Source extract —
○ ○ ○

24-Hours in a War Zone: How Surviving a Military Coup Shaped My View of the Current Refugee Crisis

“…a person needs new experiences. They jar something deep inside, allowing him to grow. Without change something sleeps inside us, and seldom awakens.  The sleeper must awaken”
Duke Leto Atreides,
Frank Herbert’s Novel, Dune

Part I – Jarring

I was too naïve to be scared.  My forty-four-year-old self might have panicked knowing the gravity of the situation, but the reptilian part of my 19-year-old brain simply said “aww, yeah.”  It’s not every day you are awakened to the sound of a Soviet MIG scraping the mountain tops at MACH 1, the “thoom” of a ruptured sound barrier, rattling windows, and every Venezuelan and their dog jolted from bed at the socially-unacceptable hour of 6:05am.  Elder Whitby and I hit the deck of our tiny apartment.  We thought it was a bomb. 
That would come later. 

Elder Josh Whitby and I had no idea what was about to hit us.

It was all a bit surreal.  I should have been a self-absorbed sophomore back in Idaho, snoozing through History after staying up late playing Zelda, stuffing my face with pizza and kissing girls (not at the same time, mind you).    Instead, I was feeling chilled and gritty on the tile floor in Venezuela, rethinking my life.  It was 1992.  I’d been in Maracay, Venezuela for one-and-a-half months as a missionary for my church when I found myself smack in the middle of a full-fledged military coup.  The rebels sought to free none other than Hugo Chavez from prison, a military leader guilty of leading a previous coup attempt that February.  The rebels’ plan was to unite the military, incite the public, and get Chavez out of prison to replace then President Carlos Andres Perez.  The best part?  My missionary companion and I were living ¼ mile from one of four military bases that the rebels were trying to take over—one that was soon to be hotly contested.

○ ○ ○

Stored data entries —

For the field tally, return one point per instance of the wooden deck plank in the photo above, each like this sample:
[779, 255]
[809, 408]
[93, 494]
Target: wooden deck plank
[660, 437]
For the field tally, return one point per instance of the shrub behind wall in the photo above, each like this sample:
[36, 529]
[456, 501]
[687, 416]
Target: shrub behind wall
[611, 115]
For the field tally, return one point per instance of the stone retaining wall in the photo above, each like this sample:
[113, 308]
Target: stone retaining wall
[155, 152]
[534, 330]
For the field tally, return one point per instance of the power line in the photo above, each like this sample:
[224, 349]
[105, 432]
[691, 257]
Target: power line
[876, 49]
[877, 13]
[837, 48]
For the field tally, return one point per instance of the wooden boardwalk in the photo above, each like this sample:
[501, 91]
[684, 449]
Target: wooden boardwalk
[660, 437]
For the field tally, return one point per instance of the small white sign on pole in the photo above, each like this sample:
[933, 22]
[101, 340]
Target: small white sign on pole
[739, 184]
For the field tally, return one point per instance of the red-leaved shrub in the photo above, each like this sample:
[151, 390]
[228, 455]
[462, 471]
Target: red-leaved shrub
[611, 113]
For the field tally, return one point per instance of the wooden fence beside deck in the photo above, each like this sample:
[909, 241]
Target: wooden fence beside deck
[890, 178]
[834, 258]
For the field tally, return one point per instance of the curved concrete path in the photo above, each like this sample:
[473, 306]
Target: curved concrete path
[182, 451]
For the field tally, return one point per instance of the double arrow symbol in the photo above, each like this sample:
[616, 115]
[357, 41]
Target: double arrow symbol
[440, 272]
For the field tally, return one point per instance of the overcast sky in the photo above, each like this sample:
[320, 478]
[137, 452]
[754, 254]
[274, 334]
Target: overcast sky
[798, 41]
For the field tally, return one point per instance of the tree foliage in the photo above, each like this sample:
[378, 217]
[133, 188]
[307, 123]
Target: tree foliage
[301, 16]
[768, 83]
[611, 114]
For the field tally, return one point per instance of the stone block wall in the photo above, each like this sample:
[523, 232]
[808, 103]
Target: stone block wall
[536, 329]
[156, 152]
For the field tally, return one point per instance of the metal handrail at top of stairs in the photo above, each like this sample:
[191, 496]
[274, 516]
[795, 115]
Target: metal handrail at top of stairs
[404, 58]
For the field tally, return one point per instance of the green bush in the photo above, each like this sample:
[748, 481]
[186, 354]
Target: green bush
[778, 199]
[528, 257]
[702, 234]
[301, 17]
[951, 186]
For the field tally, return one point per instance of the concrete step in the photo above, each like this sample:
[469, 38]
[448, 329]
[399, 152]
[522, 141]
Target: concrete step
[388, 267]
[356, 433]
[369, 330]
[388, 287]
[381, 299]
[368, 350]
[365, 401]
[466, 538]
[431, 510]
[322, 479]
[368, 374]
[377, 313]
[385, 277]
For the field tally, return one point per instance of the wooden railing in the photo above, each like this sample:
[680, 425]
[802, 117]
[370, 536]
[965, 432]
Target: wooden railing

○ ○ ○

Tasks —
a. Sum up the coup account in two sentences.
b. Write what comes next in the coup account, picking up right after its last sentence.

Responses to the tasks —
a. In 1992, a 19-year-old missionary in Maracay, Venezuela, was jolted awake at 6:05am by a Soviet MIG breaking the sound barrier and, along with Elder Josh Whitby, hit the floor thinking it was a bomb. They were in the middle of a military coup meant to free Hugo Chavez from prison and replace President Carlos Andres Perez, and they lived a quarter mile from one of four military bases the rebels were trying to take over.

b.
Our studio apartment in Maracay, Venezuela.


Once we determined it wasn’t a bomb, we ventured outside and found crowds of people everywhere talking.  The MIG streaked overhead, stoking fear.  As we headed toward the bakery to stock up in case things got crazy, military jeeps sped through the streets with armed soldiers hanging off the sides.  The crowds buzzed with “chisme” (gossip):  “Van a matar al presidente”—they’re going to kill the president.  “He’s already fled the country, and the military has control.”  “No, the president is still here, and the Governor of Aragua is in prison.”  It was all over the place.  Who knew what was going on?  We needed to get in contact with the leader of our mission zone to find out what to do.


We arrived minutes later at Sister Lopero’s house, a sweet Colombian lady who frequently fed us, and tried using her phone to contact our zone leader.  No dice.  Lines were jammed, but we kept trying every few minutes, all while absorbing local TV news reports.   Elder Whitby chatted with Sister Lopero and explained to me (my Spanish still primitive) each scene as it played out.  An animated President Perez appeared, shouting: “The country is under control; please, everyone return to work!” Whitby thought it was pre-recorded.  At least where we were, no one was going to work.  We also gleaned the base near our apartment was now under rebel control.  Sweet.  We finally got through, and received instructions to return to our apartment and stay put, which we did.

And then it got quiet.  And boring. 

Hunger got the best of us and despite what we were told, we left for our lunch appointment.  That’s when loud “pops” erupted nearby.  Gunfire.  I’d grown up shooting 22’s and shotguns in Wyoming, but nothing prepared me for this gunfire.  An unseen 50-caliber machine gun ripped open from the side of a mountain near the base, looking to down a circling helicopter and plane.  While the gun was likely on base, the sharp cracks of each round sounded like the weapon was next door, and that it was shooting at us.  The hair on my neck stood on end.  I felt completely vulnerable.   I wasn’t alone in the sensation, as people spontaneously started screaming and running.  My heart rate picked up, and Elder Whitby and I launched into a slow jog to get home faster.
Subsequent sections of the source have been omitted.